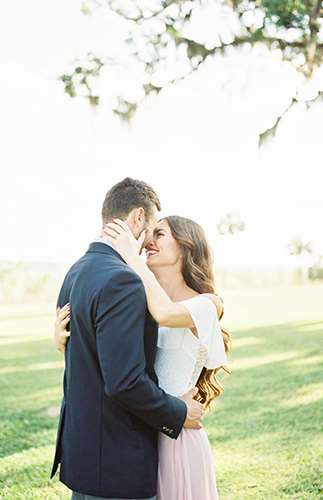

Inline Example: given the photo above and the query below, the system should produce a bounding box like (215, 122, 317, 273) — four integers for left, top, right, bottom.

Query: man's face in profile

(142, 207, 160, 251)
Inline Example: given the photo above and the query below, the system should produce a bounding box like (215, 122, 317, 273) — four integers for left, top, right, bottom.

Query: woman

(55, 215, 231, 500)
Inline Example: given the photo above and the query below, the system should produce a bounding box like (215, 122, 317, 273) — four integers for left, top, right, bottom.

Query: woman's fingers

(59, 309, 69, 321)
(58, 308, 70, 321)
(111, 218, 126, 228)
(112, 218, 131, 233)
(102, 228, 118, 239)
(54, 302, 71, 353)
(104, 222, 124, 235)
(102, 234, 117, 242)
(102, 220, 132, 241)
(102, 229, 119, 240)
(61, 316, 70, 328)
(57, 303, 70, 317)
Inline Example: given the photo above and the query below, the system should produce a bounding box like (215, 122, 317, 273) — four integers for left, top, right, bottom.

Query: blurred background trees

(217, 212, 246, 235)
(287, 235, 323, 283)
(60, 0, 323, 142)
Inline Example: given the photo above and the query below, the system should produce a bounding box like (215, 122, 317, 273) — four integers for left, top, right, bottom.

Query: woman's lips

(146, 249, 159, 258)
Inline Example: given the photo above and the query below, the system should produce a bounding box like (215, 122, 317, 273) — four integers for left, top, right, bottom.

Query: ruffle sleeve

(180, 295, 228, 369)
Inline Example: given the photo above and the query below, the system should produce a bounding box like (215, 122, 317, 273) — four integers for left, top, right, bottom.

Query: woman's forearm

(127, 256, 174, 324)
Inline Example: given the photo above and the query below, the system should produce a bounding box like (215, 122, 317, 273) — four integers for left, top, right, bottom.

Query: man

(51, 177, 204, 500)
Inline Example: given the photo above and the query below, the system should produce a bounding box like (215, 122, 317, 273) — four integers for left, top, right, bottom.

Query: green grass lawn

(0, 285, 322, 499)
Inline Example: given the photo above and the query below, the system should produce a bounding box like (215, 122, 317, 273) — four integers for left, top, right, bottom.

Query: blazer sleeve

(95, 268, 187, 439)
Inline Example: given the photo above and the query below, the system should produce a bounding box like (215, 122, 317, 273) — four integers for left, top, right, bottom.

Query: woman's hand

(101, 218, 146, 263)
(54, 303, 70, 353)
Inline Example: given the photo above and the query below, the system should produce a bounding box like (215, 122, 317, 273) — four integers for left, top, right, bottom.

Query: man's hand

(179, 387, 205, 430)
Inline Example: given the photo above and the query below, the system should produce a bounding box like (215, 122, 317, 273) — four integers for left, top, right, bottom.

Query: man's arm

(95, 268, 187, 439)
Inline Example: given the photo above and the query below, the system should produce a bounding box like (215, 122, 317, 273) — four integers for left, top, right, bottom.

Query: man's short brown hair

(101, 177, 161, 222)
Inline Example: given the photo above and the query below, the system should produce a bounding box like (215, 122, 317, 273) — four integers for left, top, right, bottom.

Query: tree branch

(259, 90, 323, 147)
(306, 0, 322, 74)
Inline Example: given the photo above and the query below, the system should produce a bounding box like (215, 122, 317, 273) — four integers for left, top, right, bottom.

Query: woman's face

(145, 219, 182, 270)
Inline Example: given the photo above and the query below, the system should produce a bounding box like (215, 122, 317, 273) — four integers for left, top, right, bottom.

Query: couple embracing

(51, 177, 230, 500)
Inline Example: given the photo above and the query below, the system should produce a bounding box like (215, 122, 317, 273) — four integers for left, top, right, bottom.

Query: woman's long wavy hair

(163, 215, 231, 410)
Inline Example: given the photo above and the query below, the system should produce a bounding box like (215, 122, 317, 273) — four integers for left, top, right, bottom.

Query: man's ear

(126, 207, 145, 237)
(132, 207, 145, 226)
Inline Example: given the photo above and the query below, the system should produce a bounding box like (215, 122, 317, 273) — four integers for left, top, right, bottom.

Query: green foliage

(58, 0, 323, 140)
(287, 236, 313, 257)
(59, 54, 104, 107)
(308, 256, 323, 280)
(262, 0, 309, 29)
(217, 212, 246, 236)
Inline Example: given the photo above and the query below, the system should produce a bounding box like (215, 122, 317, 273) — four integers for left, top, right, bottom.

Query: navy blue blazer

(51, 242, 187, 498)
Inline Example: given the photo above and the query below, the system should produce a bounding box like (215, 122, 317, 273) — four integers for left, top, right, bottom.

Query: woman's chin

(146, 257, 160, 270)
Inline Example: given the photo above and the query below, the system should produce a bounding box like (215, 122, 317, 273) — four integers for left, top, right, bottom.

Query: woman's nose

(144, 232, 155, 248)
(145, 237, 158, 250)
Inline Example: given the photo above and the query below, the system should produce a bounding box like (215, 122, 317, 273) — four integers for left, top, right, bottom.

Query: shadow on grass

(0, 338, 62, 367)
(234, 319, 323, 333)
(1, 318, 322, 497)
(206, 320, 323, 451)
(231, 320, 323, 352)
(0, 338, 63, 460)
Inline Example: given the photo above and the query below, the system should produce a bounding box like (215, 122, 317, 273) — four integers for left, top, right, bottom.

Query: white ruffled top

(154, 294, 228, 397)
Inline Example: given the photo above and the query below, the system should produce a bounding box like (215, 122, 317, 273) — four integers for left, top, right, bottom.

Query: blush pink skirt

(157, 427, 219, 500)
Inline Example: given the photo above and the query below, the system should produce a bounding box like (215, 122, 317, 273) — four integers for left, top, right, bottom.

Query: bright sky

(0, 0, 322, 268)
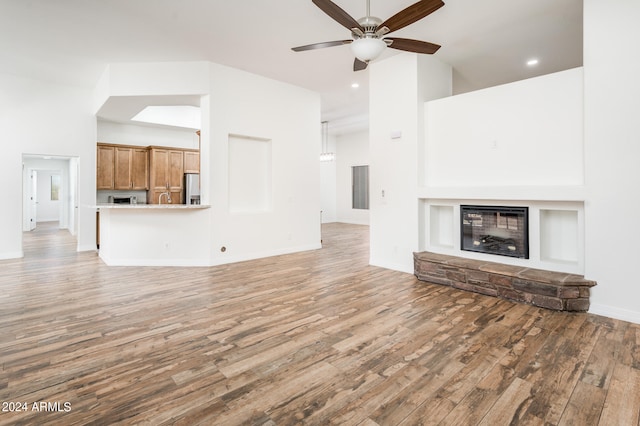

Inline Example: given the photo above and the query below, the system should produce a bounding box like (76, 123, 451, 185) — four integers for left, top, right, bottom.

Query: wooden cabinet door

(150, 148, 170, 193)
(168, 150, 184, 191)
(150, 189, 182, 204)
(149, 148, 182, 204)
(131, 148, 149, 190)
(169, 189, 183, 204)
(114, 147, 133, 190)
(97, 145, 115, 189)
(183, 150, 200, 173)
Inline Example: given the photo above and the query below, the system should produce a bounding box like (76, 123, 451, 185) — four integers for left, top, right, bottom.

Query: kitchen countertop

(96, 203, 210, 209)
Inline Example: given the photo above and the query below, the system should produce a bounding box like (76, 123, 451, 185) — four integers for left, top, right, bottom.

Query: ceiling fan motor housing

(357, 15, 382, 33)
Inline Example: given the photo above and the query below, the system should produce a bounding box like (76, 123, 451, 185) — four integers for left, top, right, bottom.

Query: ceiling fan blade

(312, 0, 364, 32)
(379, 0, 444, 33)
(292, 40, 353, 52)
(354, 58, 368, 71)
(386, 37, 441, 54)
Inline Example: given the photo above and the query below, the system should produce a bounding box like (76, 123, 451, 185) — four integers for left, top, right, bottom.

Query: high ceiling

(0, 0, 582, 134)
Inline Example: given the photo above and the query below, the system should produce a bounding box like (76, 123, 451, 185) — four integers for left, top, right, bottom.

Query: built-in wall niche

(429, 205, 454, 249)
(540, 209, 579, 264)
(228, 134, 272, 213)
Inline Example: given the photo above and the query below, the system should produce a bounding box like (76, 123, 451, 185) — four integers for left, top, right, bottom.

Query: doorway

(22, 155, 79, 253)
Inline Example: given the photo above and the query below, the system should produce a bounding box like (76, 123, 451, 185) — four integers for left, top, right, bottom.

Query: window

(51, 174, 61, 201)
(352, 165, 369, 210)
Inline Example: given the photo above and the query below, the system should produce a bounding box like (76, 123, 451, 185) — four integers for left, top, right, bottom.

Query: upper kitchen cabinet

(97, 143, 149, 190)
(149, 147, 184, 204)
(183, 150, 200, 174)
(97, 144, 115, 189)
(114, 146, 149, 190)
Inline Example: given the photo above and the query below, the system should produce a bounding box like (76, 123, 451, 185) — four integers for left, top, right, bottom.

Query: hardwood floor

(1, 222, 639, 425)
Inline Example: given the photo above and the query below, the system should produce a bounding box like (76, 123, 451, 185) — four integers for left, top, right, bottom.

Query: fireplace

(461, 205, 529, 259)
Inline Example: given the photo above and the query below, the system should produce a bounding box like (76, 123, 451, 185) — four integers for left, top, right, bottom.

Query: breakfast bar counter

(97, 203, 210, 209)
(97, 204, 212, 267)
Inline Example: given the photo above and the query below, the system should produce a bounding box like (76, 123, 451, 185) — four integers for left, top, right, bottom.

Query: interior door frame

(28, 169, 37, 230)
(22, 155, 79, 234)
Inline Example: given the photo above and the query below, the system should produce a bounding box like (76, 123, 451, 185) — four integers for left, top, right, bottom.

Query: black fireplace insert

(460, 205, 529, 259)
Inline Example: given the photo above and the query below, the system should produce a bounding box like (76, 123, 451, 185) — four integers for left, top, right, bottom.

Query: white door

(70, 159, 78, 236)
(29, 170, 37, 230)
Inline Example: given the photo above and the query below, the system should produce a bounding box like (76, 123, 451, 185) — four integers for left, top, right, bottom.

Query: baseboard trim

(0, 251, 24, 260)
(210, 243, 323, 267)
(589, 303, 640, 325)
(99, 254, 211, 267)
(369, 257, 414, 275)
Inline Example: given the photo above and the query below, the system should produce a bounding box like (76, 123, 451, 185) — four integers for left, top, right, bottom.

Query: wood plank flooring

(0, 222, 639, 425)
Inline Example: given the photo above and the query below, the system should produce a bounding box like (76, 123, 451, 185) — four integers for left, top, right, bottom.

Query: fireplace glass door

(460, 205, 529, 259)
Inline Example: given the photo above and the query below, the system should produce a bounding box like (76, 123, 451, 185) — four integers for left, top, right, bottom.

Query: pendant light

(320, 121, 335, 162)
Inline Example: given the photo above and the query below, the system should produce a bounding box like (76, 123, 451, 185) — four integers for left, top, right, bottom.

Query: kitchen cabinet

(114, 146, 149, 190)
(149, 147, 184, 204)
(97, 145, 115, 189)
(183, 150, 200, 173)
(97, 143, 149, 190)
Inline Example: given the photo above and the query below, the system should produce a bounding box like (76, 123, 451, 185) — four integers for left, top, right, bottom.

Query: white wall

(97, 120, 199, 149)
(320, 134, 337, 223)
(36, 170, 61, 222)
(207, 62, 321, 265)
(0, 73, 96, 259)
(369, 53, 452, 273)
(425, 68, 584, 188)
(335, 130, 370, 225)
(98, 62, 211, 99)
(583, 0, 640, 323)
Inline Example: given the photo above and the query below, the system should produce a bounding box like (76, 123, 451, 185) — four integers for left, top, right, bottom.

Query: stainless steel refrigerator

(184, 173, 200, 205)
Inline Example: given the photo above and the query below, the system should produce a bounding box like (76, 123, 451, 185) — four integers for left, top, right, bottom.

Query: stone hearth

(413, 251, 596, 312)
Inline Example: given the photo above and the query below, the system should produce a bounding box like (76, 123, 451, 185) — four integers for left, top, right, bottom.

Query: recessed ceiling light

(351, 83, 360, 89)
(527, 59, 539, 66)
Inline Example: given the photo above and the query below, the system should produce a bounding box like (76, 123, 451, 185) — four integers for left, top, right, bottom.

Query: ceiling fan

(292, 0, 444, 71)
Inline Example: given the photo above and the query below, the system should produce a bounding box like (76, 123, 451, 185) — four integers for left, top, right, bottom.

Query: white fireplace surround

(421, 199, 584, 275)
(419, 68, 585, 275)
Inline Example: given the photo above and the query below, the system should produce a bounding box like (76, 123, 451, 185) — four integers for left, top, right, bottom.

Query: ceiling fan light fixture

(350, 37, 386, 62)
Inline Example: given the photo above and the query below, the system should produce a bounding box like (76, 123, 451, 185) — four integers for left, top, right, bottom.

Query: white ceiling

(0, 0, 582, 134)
____
**Exercise instructions:** Print each line, starting with the one that contains "Query: kitchen cabinet" and ending with the last line of the data, exactly as it stands and with no other lines.

**Exercise answer:**
Query: kitchen cabinet

(114, 146, 149, 190)
(149, 147, 184, 204)
(97, 145, 115, 189)
(183, 150, 200, 173)
(97, 143, 149, 190)
Inline Example: given the photo above and the query below, the system should produce a bounding box like (76, 123, 451, 185) — four integers for left, top, right, bottom.

Query: white wall

(97, 120, 199, 149)
(320, 134, 337, 223)
(36, 170, 61, 222)
(207, 62, 321, 265)
(0, 73, 96, 259)
(369, 53, 452, 273)
(425, 68, 584, 188)
(335, 130, 370, 225)
(98, 62, 211, 99)
(583, 0, 640, 323)
Inline Example: given the photo above and the query below, the system should produce a bounding box like (76, 123, 451, 185) — four integers for left, top, right, bottom.

Query: stainless steel refrigerator

(184, 173, 200, 205)
Inline Example: given the photo above and the query below, the system should produce a bounding box like (76, 123, 451, 185) — four integers for left, top, right, bottom.

Query: stone hearth

(413, 251, 596, 312)
Inline Example: given the photo above and the query below, the system should produce a bounding box like (76, 123, 451, 185) — four integers for left, top, right, bottom.

Query: recessed ceiling light

(351, 83, 360, 89)
(527, 59, 539, 66)
Inline Example: given the photo above and the query below, the system should produce a bounding box like (76, 123, 451, 185) — four integers for left, top, right, bottom.

Query: ceiling fan

(292, 0, 444, 71)
Inline Example: given the photo above and the query below, the system should produce a bounding box like (76, 123, 451, 185) — four integers for left, top, right, bottom.

Query: white fireplace surround

(421, 199, 584, 275)
(419, 68, 585, 275)
Inline Example: given the photo above and the query below, the system should produce a bounding box like (76, 123, 451, 185) — four integers for left, top, right, bottom.

Query: ceiling fan light fixture

(350, 37, 386, 62)
Inline Example: given the photo above and the query below, the system should produce a bounding box like (76, 123, 451, 185) — four integers for left, top, right, bottom.

Query: white ceiling

(0, 0, 582, 134)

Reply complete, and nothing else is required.